* [PASSAGE RETENU]

╔══

Le spectacle électoral est terminé. C’est une bonne nouvelle. Vous pourrez désormais ouvrir les journaux, la télé et la radio sans que de vieilles picouilles prétentieuses et sans charisme vous déballent leurs grossières techniques de drague.
Enfin, pour un instant, pour nous, la paix…
La paix?
Pas tout à fait, la soirée électorale a déjà fait un mort. C’est plutôt mal parti pour la paix… Nous parlerons encore longtemps, nous en faisons le pari, de ce drame. Tout le monde y va de son interprétation personnelle : c’est la faute aux anglophones (!), aux francophones (!!), à Pauline Marois (!!!), au mouvement étudiant (!!!!) … Tout le monde accuse ses « ennemis » d’être responsables du drame et tout le monde refuse de voir qu’il y a un peu de nous dans cette folie meurtrière.
Nous vivons la fin de l’histoire. Une époque fantastique… Si fantastique que nous sommes dans l’incapacité de voir que ces manifestations de violence extrême sont le résultat de la dégénérescence de notre société – ou, plus précisément, de notre propre décadence.

╚══

* [LIGNES ENREGISTRÉES]

╔══

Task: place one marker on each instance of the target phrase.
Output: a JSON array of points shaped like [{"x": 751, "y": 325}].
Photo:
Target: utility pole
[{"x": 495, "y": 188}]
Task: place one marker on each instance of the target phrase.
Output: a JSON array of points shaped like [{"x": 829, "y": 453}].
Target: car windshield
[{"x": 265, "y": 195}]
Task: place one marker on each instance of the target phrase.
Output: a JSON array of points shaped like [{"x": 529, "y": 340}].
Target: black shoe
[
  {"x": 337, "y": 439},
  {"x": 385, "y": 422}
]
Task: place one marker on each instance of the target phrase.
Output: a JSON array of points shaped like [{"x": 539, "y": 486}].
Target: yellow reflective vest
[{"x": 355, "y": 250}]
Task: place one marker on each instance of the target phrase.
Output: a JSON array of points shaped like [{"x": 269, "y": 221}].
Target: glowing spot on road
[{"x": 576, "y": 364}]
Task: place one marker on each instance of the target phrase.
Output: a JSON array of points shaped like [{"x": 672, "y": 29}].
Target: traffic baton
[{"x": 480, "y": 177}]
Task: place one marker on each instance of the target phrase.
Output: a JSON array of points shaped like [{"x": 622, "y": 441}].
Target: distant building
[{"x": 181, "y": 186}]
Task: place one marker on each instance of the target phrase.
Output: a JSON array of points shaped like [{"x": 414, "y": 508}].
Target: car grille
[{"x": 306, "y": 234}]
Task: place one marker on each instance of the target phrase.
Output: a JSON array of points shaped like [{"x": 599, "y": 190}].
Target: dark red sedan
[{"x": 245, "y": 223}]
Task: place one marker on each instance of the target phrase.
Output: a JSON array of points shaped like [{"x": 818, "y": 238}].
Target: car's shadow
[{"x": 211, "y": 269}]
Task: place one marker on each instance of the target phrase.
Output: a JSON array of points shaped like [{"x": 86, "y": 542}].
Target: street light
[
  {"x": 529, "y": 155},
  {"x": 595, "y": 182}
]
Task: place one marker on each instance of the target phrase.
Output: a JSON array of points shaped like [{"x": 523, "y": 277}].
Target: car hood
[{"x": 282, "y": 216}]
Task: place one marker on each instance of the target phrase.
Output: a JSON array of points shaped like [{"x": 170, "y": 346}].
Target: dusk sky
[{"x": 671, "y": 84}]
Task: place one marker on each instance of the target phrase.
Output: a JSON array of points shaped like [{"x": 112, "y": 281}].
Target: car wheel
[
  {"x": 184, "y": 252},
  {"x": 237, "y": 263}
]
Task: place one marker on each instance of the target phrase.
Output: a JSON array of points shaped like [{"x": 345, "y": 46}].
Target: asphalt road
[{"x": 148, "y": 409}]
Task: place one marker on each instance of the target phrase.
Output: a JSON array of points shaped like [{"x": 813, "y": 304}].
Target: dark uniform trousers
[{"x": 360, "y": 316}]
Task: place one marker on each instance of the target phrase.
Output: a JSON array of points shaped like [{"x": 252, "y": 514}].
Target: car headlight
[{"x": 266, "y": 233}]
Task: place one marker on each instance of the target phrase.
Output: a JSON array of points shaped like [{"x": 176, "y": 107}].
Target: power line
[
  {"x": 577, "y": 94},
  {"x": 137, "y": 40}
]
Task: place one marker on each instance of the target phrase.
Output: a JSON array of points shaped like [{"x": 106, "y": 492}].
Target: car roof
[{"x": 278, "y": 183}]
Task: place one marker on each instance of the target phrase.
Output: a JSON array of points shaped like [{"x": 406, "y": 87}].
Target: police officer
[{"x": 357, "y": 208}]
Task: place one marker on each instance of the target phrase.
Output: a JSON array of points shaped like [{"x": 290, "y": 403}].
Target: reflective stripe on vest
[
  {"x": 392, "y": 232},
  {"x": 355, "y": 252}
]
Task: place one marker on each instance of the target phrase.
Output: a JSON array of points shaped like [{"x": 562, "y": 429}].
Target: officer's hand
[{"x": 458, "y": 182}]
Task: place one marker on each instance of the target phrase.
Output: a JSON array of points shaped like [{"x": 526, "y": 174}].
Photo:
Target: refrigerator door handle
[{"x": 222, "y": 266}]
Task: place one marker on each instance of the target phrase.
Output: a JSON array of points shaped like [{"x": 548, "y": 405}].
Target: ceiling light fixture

╚══

* [CONSIGNE DONNÉE 1]
D'après le texte sur la fin de la campagne électorale, qu'est-ce que la soirée électorale a déjà fait ?
* [CONSIGNE DONNÉE 2]
Rédigez la suite du texte sur la fin de la campagne électorale en reprenant après sa dernière phrase.

* [RÉPONSE ATTENDUE 1]
Elle a déjà fait un mort.

* [RÉPONSE ATTENDUE 2]
La vérité, c’est que la vaste majorité des commentateurs n’y comprennent rien. Ils le disent d’ailleurs eux-mêmes : c’est « irrationnel », c’est de la « folie ». Elle est pratique, la « folie », lorsqu’il s’agit d’expliquer ce qu’on ne comprend pas. Elle nous permet de balayer la critique sous le tapis afin de ne pas troubler notre conscience tranquille et satisfaite.
Culture narcissique
Ces tueries sont de plus en plus fréquentes en Occident. Loin d’être anecdotiques, elles incarnent, de notre avis, le résultat d’un malaise profond et radical. Tenu dans l’esclavage de ses désirs consuméristes aliénés, l’individu moderne n’a pas renoncé à ses rêveries infantiles. Il n’a toujours pas séparé son corps et ses désirs de la réalité. Comme le dirait Freud, il ne dépasse pas la phase du « narcissisme primaire ».
La droite conservatrice considère que cet « égoïsme » est le résultat de la « perte des valeurs » de notre société. Ces valeurs, bien entendu, seraient celles de la famille, de l’autorité, de la hiérarchie, de la morale, etc. Si cette perte n’est pas totalement étrangère au phénomène de la violence extrême, la droite – probablement parce qu’elle est aveuglée par son propre idéalisme – oublie pourtant un élément important, essentiel à l’analyse. Étant aveuglée par l’idéologie capitaliste, elle est incapable de voir que ce narcissisme est en fait le résultat de notre système économique. Préférant accuser la « Nouvelle gauche » d’être responsable de cette dérive, elle refuse de voir que c’est le capitalisme qui produit cette infantilisation massive de la population.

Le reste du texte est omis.